» What the task requires
Copy out the part of the records that opens with the line containing "shoe in the given photograph." and closes with the line containing "[368,197,640,462]", putting "score cutoff" in place of each "confidence threshold" and changing nothing else.

○ ○ ○ ○ ○ ○ ○

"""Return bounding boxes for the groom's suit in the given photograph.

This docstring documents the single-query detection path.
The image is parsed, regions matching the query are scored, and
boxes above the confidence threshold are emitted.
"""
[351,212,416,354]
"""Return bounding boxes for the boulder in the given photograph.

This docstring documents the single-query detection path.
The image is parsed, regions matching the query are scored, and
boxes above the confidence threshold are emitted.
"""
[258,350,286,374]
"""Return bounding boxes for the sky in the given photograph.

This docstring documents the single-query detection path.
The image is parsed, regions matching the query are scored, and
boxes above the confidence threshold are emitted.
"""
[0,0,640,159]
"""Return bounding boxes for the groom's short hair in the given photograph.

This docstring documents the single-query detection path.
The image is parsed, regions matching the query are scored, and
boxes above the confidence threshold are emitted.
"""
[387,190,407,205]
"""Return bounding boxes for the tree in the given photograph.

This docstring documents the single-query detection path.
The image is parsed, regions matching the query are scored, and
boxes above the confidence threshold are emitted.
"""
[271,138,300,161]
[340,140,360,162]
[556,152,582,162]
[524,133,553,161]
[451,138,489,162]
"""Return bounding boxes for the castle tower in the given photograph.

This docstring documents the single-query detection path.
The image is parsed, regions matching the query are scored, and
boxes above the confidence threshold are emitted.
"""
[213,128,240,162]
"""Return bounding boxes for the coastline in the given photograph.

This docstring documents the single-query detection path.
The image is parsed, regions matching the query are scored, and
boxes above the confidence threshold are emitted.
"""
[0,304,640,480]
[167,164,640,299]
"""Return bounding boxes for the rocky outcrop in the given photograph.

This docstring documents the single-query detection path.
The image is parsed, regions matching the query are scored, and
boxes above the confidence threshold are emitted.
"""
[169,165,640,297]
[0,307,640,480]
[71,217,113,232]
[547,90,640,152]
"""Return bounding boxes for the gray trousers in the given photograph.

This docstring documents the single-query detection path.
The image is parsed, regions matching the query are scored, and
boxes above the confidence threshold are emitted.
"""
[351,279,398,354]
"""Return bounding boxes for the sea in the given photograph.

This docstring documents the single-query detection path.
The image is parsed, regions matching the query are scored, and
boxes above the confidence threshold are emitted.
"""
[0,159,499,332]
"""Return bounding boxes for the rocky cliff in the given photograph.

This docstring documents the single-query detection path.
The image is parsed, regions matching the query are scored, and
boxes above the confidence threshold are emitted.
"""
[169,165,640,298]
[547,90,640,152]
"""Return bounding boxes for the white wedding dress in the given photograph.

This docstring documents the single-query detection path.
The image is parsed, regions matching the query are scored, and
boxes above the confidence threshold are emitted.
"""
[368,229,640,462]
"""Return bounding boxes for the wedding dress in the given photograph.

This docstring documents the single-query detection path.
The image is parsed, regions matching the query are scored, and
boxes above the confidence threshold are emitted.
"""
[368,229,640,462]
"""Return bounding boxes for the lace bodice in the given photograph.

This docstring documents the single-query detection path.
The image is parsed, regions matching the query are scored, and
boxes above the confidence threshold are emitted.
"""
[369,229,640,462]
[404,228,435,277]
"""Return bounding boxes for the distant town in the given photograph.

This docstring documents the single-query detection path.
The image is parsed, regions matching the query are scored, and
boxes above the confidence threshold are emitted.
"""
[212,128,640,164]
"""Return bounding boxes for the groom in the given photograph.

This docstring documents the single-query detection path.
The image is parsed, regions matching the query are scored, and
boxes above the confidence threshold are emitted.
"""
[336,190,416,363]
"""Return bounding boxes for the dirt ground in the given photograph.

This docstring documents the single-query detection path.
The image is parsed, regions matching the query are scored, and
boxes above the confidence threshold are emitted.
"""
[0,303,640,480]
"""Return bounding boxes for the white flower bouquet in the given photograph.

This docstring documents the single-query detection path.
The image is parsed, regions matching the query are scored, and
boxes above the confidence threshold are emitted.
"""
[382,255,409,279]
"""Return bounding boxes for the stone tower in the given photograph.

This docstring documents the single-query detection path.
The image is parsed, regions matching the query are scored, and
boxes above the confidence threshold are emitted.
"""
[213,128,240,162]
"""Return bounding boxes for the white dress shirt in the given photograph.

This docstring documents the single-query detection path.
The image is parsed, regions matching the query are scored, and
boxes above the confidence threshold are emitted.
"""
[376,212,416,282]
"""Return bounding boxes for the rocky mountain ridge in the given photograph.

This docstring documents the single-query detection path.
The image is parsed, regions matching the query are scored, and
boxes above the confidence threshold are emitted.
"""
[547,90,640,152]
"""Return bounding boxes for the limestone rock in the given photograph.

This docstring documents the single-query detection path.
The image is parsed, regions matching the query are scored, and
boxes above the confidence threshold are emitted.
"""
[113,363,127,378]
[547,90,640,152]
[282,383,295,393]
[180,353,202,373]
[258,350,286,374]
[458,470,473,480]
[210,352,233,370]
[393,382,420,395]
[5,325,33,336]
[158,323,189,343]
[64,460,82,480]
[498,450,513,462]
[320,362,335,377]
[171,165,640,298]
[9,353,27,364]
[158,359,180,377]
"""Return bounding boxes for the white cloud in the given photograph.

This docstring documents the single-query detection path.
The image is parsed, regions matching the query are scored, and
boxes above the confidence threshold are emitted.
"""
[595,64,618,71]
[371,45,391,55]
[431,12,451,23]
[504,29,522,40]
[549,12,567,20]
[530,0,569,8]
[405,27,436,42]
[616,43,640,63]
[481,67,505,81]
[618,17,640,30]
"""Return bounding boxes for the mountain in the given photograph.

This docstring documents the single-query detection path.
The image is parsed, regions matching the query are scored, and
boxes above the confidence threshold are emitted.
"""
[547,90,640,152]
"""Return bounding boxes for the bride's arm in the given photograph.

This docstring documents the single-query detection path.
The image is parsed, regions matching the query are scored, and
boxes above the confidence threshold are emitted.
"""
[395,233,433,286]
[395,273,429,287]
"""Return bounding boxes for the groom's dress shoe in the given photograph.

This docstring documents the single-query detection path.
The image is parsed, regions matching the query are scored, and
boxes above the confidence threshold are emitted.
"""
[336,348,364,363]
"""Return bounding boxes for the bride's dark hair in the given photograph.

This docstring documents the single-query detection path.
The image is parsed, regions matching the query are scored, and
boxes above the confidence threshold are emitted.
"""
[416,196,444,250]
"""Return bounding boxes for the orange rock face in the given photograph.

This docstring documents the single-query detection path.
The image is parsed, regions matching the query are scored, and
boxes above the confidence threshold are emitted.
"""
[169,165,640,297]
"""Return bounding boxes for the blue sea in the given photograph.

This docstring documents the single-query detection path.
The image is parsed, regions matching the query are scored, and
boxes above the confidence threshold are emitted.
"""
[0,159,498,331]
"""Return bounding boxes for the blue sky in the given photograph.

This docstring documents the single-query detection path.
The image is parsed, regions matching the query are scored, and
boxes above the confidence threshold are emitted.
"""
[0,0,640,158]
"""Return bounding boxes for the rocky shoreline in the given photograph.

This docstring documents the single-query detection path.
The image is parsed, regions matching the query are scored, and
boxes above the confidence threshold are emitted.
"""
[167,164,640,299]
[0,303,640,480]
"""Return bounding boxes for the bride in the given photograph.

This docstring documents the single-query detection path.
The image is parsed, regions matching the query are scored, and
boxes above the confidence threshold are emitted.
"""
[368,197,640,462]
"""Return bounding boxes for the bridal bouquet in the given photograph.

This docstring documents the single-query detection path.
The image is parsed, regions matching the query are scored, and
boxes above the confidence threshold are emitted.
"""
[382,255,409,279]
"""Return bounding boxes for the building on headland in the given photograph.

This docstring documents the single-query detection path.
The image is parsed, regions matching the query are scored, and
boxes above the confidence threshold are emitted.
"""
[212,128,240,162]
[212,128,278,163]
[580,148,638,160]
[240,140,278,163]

○ ○ ○ ○ ○ ○ ○

» Correct result
"""Return bounding boxes for the groom's dress shoe in the given photograph.

This docstring documents the single-query detection path.
The image is parsed, regions matching the query are scored, and
boxes above the score cutoff are emitted.
"""
[336,348,364,363]
"""Return bounding boxes for the bride's dark hair in the given photograph.

This docstring documents the single-query detection path.
The image is parsed, regions matching the query are scored, and
boxes above the score cutoff are emitted.
"""
[416,196,444,250]
"""Return bounding boxes for the orange rock face in the given photograph.

This docstring documents the single-query detection path.
The image is parsed, regions matching the query are scored, and
boxes above the score cutoff are emitted.
"""
[169,165,640,297]
"""Return bounding boxes for the blue sea in the given photograph.

This docstring documents the single-query detection path.
The image is parsed, regions matching the query are scored, and
boxes above the score cutoff are emitted.
"""
[0,159,498,331]
"""Return bounding boxes for the blue sky in the given photograph.

This docstring documents the single-query detection path.
The image is parsed, regions matching the query are scored, and
boxes above the score cutoff are emitted.
"""
[0,0,640,158]
"""Return bounding boxes for the rocky shoreline in the given photograph.

This docstring documents the single-query detection path.
The image is parsed, regions matching the query are scored, and
boxes above the score cutoff are emitted.
"""
[167,164,640,299]
[0,303,640,480]
"""Return bounding boxes for the bride in the given photograph.

This docstring documents the single-query detection path.
The image is parsed, regions matching the query are scored, and
boxes above the score cutoff are emitted.
"""
[368,197,640,462]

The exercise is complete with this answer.